+++ RECORDS +++

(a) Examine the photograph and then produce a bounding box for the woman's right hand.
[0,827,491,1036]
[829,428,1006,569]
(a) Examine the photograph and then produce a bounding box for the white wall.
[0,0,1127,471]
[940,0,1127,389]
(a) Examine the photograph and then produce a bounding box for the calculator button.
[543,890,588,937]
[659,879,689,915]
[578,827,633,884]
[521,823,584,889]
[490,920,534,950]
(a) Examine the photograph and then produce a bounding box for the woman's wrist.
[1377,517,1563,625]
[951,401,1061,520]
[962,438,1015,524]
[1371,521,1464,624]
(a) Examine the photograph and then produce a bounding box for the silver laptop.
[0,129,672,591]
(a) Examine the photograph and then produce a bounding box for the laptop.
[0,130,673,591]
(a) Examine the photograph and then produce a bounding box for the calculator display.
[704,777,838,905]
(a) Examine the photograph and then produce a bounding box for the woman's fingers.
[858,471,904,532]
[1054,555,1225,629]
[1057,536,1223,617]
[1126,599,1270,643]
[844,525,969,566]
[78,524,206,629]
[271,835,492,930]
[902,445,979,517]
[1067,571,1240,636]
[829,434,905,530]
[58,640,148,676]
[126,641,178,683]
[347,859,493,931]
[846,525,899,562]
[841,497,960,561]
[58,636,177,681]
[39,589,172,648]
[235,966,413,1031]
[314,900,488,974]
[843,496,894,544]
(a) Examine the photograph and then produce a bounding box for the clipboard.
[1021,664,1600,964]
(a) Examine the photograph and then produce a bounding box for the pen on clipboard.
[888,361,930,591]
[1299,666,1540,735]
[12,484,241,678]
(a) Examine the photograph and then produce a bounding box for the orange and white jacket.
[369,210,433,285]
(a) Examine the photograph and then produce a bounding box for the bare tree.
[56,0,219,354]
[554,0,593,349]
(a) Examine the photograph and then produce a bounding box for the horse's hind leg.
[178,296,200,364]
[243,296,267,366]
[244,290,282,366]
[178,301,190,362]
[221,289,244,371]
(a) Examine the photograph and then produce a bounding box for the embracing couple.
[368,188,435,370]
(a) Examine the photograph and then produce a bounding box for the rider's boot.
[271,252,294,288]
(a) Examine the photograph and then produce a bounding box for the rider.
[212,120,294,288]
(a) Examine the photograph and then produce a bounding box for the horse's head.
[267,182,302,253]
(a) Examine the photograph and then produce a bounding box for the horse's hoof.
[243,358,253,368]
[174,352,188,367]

+++

## [TASK DIRECTIONS]
Print each line of the data exactly. Keep all of it.

## [RESPONSE AREA]
(a) Examine the photograph and then produce a bounding box for the woman's right hand.
[0,827,491,1036]
[829,428,1006,569]
(a) Examine the photograph and then produce a bounding box for the white wall.
[0,0,1127,471]
[940,0,1127,389]
(a) Examine the photograph and then produce a bounding box for the calculator button.
[543,890,588,937]
[659,879,689,915]
[578,827,633,884]
[521,823,584,889]
[490,920,534,950]
(a) Examine the photograph and then produce a bounding box for the woman's wrist.
[1377,517,1563,625]
[951,401,1061,520]
[962,438,1015,524]
[1371,521,1464,624]
(a) Examine the photograph and then produce a bounding box for the silver laptop.
[0,129,672,591]
(a) Examine the photograph and then produce a bounding box for the laptop.
[0,130,673,591]
(a) Examine the photograph and then produce a bounding box for the calculator display.
[704,777,838,905]
(a) Examine the photograph and then produce a bounding box for the woman's fingers.
[858,471,904,532]
[1054,555,1225,629]
[1057,536,1223,617]
[1126,599,1270,643]
[844,525,969,566]
[78,524,206,629]
[271,835,492,930]
[902,445,979,517]
[1067,571,1240,636]
[829,434,905,530]
[58,640,148,676]
[126,641,178,683]
[347,859,493,931]
[846,525,899,562]
[841,497,960,561]
[58,636,177,681]
[39,589,172,648]
[235,966,413,1031]
[314,900,488,974]
[843,496,894,544]
(a) Examine the photograph and then produce a bounding box for the clipboard.
[1021,664,1600,964]
(a) Examine the photograph and then produce a bounding box for the pen on clipboard.
[888,361,930,591]
[1299,666,1540,735]
[12,484,241,678]
(a) Examine the photograph and then produce a bounding box for the orange and white jacket.
[369,210,433,285]
(a) Examine the photograph and then produce a bounding box for the bare tree.
[56,0,219,354]
[554,0,593,349]
(a) Examine the photograph and then produce a bounding box for the horse's hind leg.
[178,296,200,364]
[243,296,267,366]
[244,290,282,366]
[178,301,190,362]
[221,289,244,371]
(a) Examine the photograph and then produce a bounding box for the embracing couple.
[368,188,435,370]
(a) Examine the photograph and then produce a bounding box for the rider's boot.
[271,252,294,288]
(a) Examine the photograph and then produce a bounding box for the rider.
[212,120,294,288]
(a) Examine the photograph and then produce a bounding box for the horse's head.
[267,182,302,253]
(a) Examine the photograph and then produce a bounding box for the horse's hoof.
[243,358,253,368]
[174,352,188,367]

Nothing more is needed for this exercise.